(抜粋文)
時代が変われば媒体は変わるけれども、中身は大して変わらないということでしょうか。
誤報とわかれば元記事の回収が楽になる分マシなのか、余計に誤報が乱発されるようになるのか。。。
過渡期かどうかは判断が難しいですが、通らなければいけない道と、私は思っています。「お前が悪い」「いや、最初に手を出したのは君だ!」「お前の返事が悪かったからだ」「あんな聞き方じゃ、あんな返事になる」。こんなおいしい論争に、『そーだ、そーだ』『でも、ココがおかしい』とか外野の立場で一言申して、ページクリックで、さあ次の話題は、、、とできるんですから、こんなおいしいメディアは、今までなかったと思います。それも今や、電車の待ち時間などの隙間時間でできるのですから。で、ネットのニュース関連がグズグズになって、「やっぱ、朝日、読売、毎日の意見ぐらい見ておこう」という話が出ると思います。(あ、三大新聞じゃなくてもいいんですけどね。NHKでもOK)
特に最近の方はネットサーフィン(死語)などなさらないそうで、Buzzなキュレーションニュースサービスでの紹介記事を、すぐに信用されるようです。「他のサイトでは、なんて言ってるのかな」ぐらいのネットサーフィンをすれば、賛成、反対の意見があることがわかると思います。
以前、大学生に「ニュースはネットで、って言うけど、何を良く見るの」と聞いたら、「サイゾーとか」と言われ、ずっこけた記憶があります。
皆賀いつか必ず、じっくり読めて、そこにきちんとした意見があるニュースを読みたくなる! という日が来る事を、祈っております。

(データ)
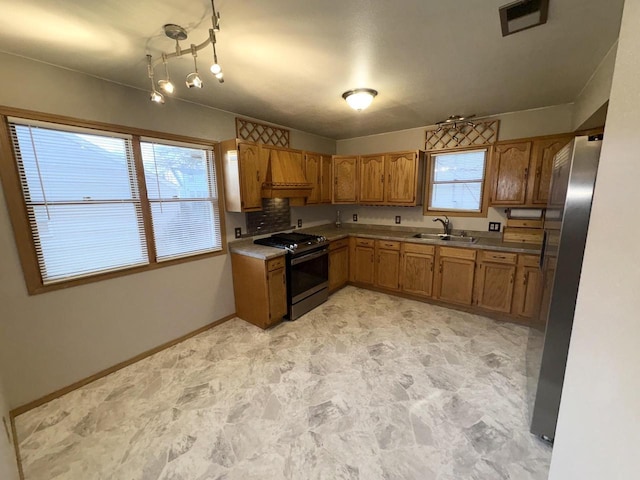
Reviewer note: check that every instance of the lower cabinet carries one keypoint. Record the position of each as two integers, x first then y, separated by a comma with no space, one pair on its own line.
362,265
338,264
495,277
260,289
455,275
387,268
416,272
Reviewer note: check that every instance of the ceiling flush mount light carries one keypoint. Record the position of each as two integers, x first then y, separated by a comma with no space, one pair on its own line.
360,98
193,80
523,14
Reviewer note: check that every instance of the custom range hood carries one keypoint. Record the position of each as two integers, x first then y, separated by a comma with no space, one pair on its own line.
285,176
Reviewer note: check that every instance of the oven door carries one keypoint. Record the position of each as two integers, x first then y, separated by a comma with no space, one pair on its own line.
308,275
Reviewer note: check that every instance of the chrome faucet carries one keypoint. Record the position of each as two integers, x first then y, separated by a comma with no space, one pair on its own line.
446,224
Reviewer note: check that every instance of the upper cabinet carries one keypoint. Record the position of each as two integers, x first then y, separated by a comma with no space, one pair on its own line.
382,179
245,169
345,179
522,171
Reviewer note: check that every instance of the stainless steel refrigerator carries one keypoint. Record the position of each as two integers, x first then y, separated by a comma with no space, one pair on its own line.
566,222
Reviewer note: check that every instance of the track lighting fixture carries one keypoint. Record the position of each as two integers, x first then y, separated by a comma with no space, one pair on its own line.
193,80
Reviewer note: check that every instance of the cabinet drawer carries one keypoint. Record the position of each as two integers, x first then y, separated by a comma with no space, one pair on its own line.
417,248
499,257
466,253
528,260
365,242
388,244
336,244
275,263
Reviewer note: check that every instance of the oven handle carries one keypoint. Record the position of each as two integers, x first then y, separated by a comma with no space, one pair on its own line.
309,256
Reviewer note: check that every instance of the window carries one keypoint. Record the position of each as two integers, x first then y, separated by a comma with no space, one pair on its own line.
182,192
457,181
85,211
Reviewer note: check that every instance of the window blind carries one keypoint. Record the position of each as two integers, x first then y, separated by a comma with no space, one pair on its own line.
457,180
82,199
182,192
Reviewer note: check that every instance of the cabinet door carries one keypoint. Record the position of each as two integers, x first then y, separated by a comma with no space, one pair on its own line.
277,284
363,265
372,179
345,176
338,268
325,179
388,269
312,168
417,274
455,280
542,163
526,297
252,175
401,184
511,171
494,284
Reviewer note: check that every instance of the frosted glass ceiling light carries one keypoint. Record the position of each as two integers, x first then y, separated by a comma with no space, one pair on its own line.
193,80
360,98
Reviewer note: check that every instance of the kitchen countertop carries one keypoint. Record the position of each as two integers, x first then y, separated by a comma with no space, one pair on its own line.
486,241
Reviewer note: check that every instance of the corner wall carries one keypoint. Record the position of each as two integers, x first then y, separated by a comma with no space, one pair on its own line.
55,339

(問題 1)
抜粋文について、次の問いに答えてください。
(a) 大学生に「ニュースは何を良く見るの」と聞いたとき、返ってきた答えは何でしたか。
(b) 三大新聞でなくてもいいとして、代わりに「OK」とされているのは何ですか。
(c) 隙間時間の例として挙げられているのは何ですか。
(問題 2) 記録の中から、「window」という文字列を含む行をすべて抜き出してください。

(答え 1)
(a) 「サイゾーとか」
(b) NHK
(c) 電車の待ち時間

(答え 2)
Reviewer note: check that every instance of the window carries one keypoint. Record the position of each as two integers, x first then y, separated by a comma with no space, one pair on its own line.
Reviewer note: check that every instance of the window blind carries one keypoint. Record the position of each as two integers, x first then y, separated by a comma with no space, one pair on its own line.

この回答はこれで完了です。